Lines of data
►
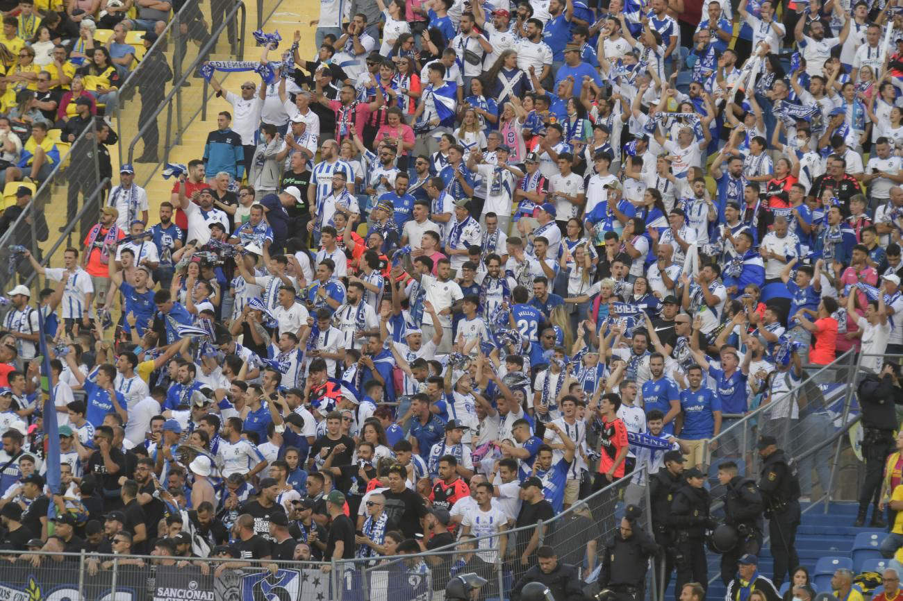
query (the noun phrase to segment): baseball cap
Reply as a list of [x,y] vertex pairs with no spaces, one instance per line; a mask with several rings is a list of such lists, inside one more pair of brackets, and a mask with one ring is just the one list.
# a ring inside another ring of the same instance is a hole
[[773,436],[763,436],[759,439],[759,443],[756,445],[756,448],[762,450],[763,448],[768,448],[771,445],[777,445],[777,439]]
[[447,509],[442,509],[442,507],[436,507],[430,513],[433,513],[434,516],[436,516],[436,520],[438,520],[439,523],[442,524],[443,526],[449,525],[449,523],[452,522],[452,515],[449,513],[449,511]]
[[175,420],[166,420],[163,423],[163,431],[169,430],[176,434],[182,434],[182,425]]
[[293,199],[294,199],[295,201],[301,202],[301,190],[298,190],[297,186],[289,186],[288,188],[283,190],[283,193],[288,194]]
[[684,477],[685,478],[704,478],[705,475],[695,467],[691,467],[690,469],[684,470]]
[[126,514],[122,512],[110,512],[105,518],[107,522],[119,522],[126,523]]
[[61,513],[60,515],[57,515],[55,518],[53,518],[53,522],[56,522],[57,523],[65,523],[70,526],[78,525],[78,522],[76,522],[75,516],[69,513]]
[[23,296],[27,296],[28,298],[32,298],[32,291],[28,290],[28,286],[25,286],[23,284],[19,284],[13,290],[9,291],[10,296],[15,296],[17,294],[22,294]]
[[19,482],[21,484],[36,485],[41,488],[44,487],[44,478],[39,476],[38,474],[32,474],[31,476],[26,476],[25,477],[20,479]]
[[539,207],[539,208],[542,208],[544,211],[545,211],[546,213],[548,213],[552,217],[556,217],[558,215],[558,209],[556,209],[555,206],[553,205],[551,202],[546,202],[546,203],[542,204]]

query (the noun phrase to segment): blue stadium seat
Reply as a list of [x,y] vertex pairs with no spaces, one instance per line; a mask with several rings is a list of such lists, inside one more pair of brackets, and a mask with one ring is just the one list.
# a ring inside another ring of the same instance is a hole
[[883,557],[880,559],[866,559],[859,569],[860,574],[862,572],[883,572],[888,568],[888,561]]
[[831,590],[831,577],[834,571],[844,568],[852,569],[852,559],[848,557],[823,557],[815,563],[812,580],[816,590]]
[[867,559],[880,559],[879,545],[884,540],[883,532],[860,532],[852,543],[852,567],[857,574],[862,571],[862,564]]

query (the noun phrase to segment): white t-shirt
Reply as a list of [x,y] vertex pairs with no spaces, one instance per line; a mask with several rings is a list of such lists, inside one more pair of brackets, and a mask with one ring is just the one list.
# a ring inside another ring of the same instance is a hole
[[549,198],[555,201],[555,210],[557,215],[555,220],[567,221],[577,217],[580,212],[580,206],[570,200],[558,198],[555,192],[562,192],[569,196],[575,196],[583,193],[583,178],[574,172],[562,175],[556,173],[549,179]]
[[[903,319],[901,316],[899,319]],[[879,320],[875,325],[869,323],[864,317],[856,318],[856,325],[862,330],[862,367],[871,369],[876,374],[881,371],[884,362],[884,352],[888,348],[888,339],[890,337],[890,319],[885,323]]]
[[464,519],[461,522],[461,526],[470,526],[470,533],[479,539],[479,548],[488,550],[477,551],[477,555],[488,563],[495,562],[498,553],[493,550],[496,544],[494,539],[484,537],[498,533],[498,529],[507,523],[507,515],[501,508],[492,505],[491,503],[489,510],[486,512],[481,510],[479,505],[474,506],[473,509],[464,513]]
[[[426,300],[433,303],[433,308],[436,313],[440,313],[444,309],[449,309],[455,300],[464,298],[461,291],[461,286],[453,280],[440,282],[432,275],[421,276],[420,285],[426,291]],[[433,326],[433,316],[430,313],[424,313],[424,323]],[[451,315],[440,315],[439,325],[442,328],[452,327]]]

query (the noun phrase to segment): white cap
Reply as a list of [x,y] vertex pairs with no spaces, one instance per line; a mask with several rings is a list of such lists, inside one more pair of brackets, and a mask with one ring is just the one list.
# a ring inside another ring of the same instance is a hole
[[198,476],[210,475],[210,459],[206,455],[199,455],[194,458],[194,461],[188,464],[188,468]]
[[288,194],[298,202],[301,202],[301,190],[298,190],[297,186],[289,186],[284,190],[283,192]]

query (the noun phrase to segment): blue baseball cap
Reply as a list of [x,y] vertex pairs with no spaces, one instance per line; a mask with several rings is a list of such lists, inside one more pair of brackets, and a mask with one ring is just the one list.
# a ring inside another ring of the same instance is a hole
[[182,434],[182,426],[175,420],[166,420],[163,423],[163,431],[169,430],[176,434]]
[[558,209],[555,208],[555,206],[554,204],[552,204],[551,202],[546,202],[546,203],[544,203],[544,204],[540,205],[539,208],[542,208],[544,211],[545,211],[546,213],[548,213],[552,217],[557,217],[558,216]]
◄
• EXERCISE REQUIREMENTS: Using the material above, extract the line that contains "query (the noun phrase to segment): white cap" and every line after it, exactly as given; stop at the last line.

• RESPONSE TO THIS EXERCISE:
query (the noun phrase to segment): white cap
Reply as a list of [x,y] vertex pairs with no spaces, one instance per line; a mask with several rings is a list of such lists, inside one more pair of brackets, and a mask with one ring is just the one list.
# a ring inside another ring of the same instance is a hole
[[198,476],[210,475],[210,459],[206,455],[199,455],[194,458],[194,461],[188,464],[188,468]]
[[288,194],[298,202],[301,202],[301,190],[298,190],[297,186],[289,186],[284,190],[283,192]]

query (the noun phrase to segment): blue baseball cap
Reply as a list of [x,y] vertex pairs with no spaces, one instance per line; a mask with several rings is a list of such lists, inside one more pair of brackets, and a mask with one ring is just the one list.
# a ring inside another ring of the same instance is a hole
[[182,434],[182,426],[175,420],[166,420],[163,423],[163,431],[169,430],[176,434]]
[[558,209],[555,208],[555,206],[554,204],[552,204],[551,202],[546,202],[546,203],[544,203],[544,204],[540,205],[539,208],[542,208],[544,211],[545,211],[546,213],[548,213],[552,217],[557,217],[558,216]]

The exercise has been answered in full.